§ WHAT THIS TASK INVOLVES
Scan the records below for the line with "Target: multi-pane window" and the line with "Annotation task — mark the rusty". Repeat those two lines and every line between them exactly, and nothing else.

Start of DATA SECTION

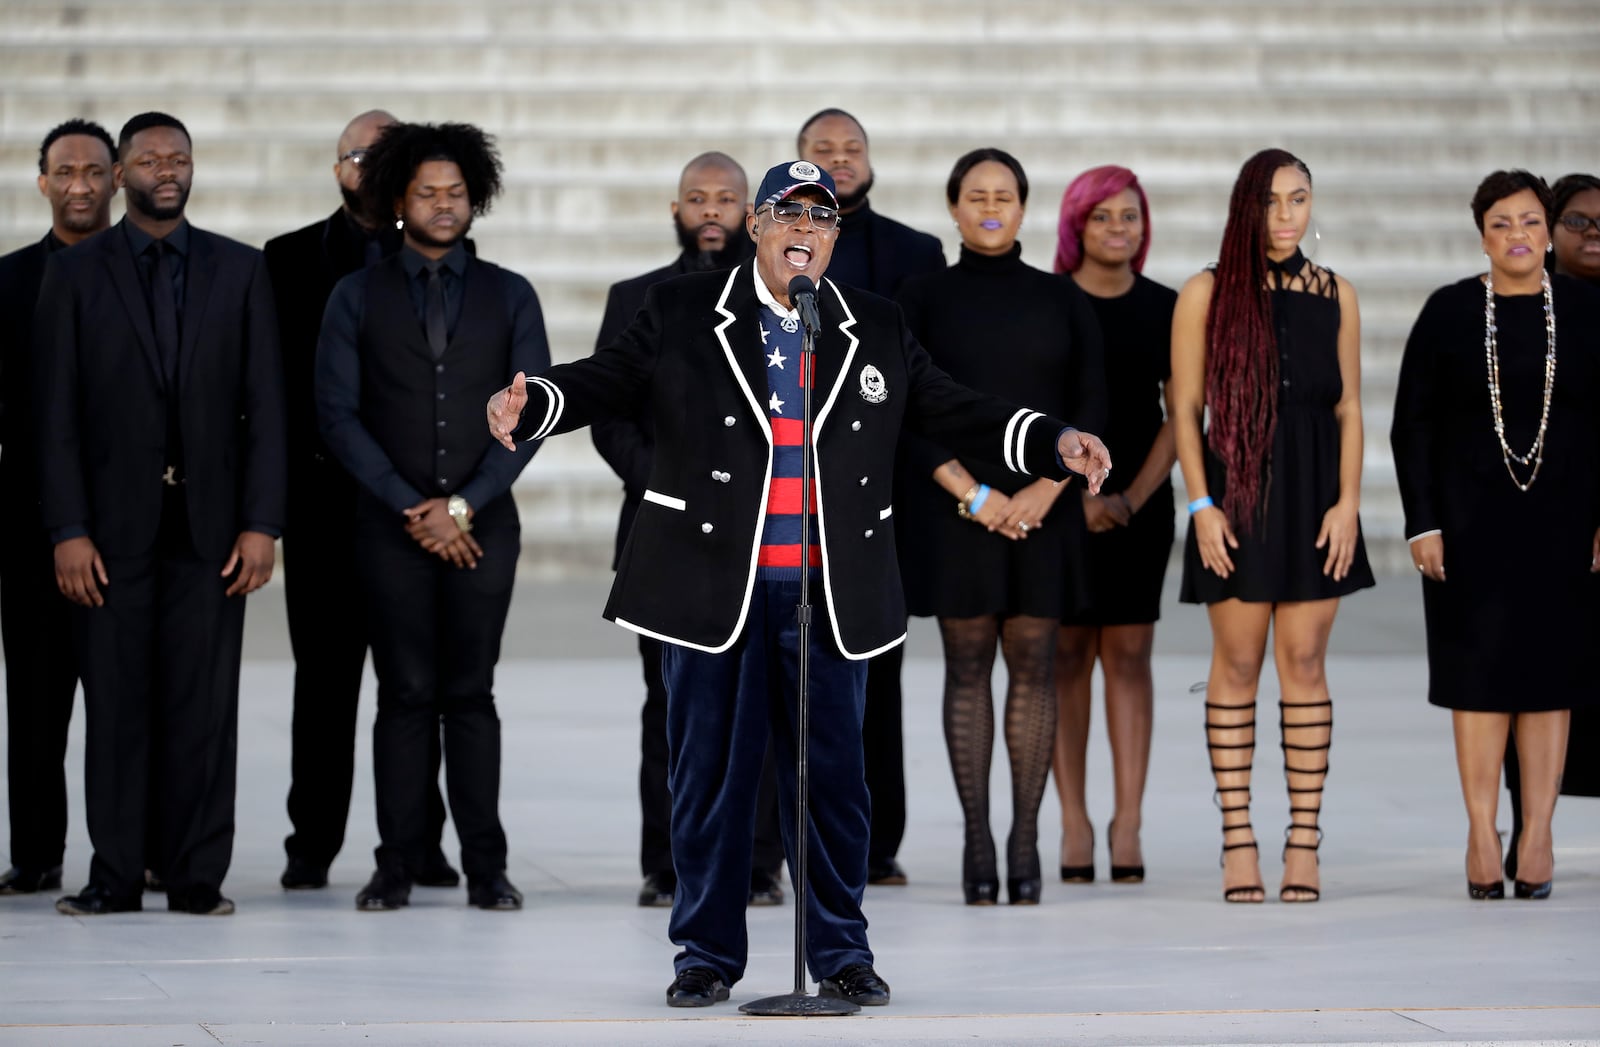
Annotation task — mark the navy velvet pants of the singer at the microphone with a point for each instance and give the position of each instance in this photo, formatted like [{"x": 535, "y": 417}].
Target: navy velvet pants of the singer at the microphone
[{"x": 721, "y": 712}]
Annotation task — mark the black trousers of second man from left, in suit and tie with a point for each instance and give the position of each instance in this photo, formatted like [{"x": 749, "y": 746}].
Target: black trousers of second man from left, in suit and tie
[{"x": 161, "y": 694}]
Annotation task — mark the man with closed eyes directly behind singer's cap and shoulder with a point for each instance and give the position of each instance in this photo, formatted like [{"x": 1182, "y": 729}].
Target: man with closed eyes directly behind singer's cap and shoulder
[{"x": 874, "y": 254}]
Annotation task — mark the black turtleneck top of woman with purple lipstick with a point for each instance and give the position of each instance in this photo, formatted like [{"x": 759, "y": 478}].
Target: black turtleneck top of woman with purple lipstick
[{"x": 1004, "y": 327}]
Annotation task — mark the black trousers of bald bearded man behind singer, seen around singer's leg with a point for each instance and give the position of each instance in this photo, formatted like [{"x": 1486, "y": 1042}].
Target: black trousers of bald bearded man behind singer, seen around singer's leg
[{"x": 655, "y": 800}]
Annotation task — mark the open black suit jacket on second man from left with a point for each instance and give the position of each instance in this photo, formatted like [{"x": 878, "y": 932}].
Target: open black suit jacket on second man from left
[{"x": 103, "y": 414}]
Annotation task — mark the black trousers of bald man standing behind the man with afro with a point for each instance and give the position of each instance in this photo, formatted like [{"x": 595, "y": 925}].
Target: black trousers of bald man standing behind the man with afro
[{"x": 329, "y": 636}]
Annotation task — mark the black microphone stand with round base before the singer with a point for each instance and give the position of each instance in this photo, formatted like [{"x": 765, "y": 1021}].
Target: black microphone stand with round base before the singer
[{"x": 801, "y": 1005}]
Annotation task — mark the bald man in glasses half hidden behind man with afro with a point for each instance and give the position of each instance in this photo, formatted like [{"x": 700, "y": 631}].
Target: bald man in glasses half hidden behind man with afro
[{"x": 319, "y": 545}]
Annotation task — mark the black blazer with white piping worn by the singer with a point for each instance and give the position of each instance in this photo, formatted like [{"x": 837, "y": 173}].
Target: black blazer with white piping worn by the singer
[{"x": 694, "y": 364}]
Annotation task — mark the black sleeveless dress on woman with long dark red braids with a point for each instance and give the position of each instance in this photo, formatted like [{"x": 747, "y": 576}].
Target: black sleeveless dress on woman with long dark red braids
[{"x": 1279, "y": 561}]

End of DATA SECTION
Start of DATA SECTION

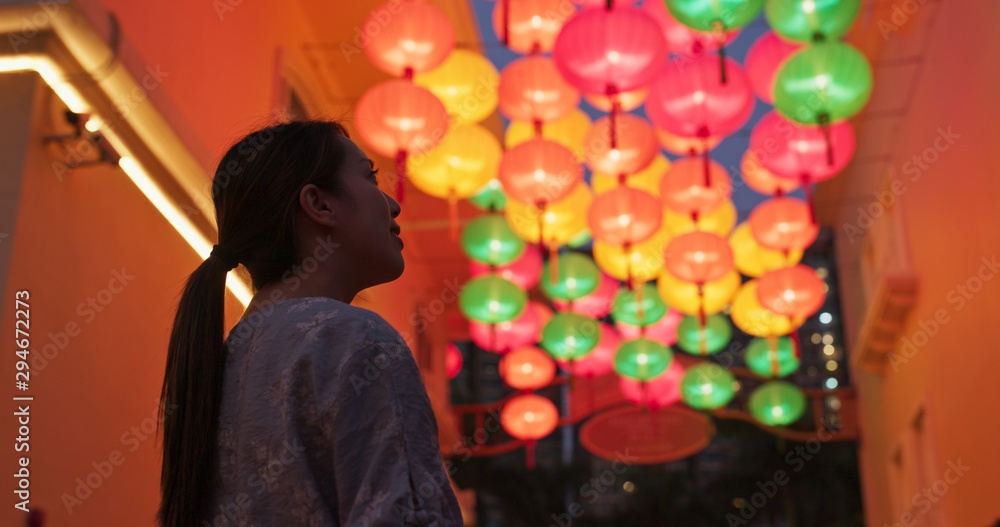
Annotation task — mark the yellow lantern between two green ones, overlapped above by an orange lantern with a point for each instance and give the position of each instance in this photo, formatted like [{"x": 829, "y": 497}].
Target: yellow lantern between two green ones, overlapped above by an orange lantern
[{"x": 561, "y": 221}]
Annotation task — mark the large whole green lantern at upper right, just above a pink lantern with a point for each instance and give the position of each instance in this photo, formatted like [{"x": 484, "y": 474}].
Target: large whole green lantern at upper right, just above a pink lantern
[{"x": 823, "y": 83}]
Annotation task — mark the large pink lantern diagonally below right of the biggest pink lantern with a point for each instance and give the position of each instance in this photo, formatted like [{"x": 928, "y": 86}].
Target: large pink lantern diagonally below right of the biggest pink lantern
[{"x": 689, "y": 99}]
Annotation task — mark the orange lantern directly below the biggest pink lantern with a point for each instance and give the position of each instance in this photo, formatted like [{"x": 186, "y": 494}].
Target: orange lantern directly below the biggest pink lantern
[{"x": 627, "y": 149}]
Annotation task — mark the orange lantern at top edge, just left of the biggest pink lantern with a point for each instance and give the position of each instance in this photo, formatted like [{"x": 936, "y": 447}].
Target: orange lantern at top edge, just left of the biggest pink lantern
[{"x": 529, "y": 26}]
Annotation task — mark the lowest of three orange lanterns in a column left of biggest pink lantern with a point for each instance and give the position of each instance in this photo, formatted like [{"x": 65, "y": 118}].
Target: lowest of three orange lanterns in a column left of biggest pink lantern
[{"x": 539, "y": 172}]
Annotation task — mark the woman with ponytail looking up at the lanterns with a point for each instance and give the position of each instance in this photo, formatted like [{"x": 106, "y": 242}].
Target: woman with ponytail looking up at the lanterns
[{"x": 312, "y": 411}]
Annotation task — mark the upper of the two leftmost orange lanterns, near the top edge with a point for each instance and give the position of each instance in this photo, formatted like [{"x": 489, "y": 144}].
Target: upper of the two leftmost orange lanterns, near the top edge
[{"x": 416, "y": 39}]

End of DATA SECTION
Start of DATA SECTION

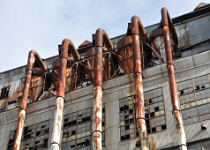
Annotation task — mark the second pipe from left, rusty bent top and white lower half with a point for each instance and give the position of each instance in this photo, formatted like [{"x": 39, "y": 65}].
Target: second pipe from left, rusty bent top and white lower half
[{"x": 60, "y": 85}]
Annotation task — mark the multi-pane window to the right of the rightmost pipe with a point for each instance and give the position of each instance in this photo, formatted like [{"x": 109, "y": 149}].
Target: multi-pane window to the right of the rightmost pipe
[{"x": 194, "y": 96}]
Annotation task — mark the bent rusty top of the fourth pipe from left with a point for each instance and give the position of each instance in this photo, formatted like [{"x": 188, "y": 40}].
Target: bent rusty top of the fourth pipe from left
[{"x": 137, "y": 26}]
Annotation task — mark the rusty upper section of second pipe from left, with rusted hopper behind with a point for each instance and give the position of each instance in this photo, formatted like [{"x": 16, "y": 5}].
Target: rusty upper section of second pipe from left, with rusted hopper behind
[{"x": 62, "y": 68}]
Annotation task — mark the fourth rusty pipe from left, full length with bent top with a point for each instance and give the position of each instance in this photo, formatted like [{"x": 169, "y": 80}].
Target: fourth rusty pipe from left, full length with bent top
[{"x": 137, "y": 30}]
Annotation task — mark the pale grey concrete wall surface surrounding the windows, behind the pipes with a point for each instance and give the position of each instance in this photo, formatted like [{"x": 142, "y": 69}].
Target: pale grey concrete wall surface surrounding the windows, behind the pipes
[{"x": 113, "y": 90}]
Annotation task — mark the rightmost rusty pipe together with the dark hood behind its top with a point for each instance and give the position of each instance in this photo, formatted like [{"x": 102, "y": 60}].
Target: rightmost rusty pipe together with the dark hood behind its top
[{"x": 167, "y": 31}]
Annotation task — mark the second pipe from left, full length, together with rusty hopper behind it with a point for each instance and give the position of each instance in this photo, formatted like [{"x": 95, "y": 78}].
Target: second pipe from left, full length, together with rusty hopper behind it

End of DATA SECTION

§ EXPECTED ANSWER
Target: multi-pane window to the right of the rightmost pipe
[{"x": 194, "y": 96}]
Annotation task — mark the bent rusty top of the fourth pipe from left with a point for each instance and give the position of each instance in this photo, formatted like [{"x": 188, "y": 40}].
Target: bent rusty top of the fourth pipe from left
[{"x": 137, "y": 26}]
Annotation task — mark the rusty upper section of second pipe from left, with rusted hopper behind with a point for each instance and give the position of each instance in this photo, formatted like [{"x": 16, "y": 5}].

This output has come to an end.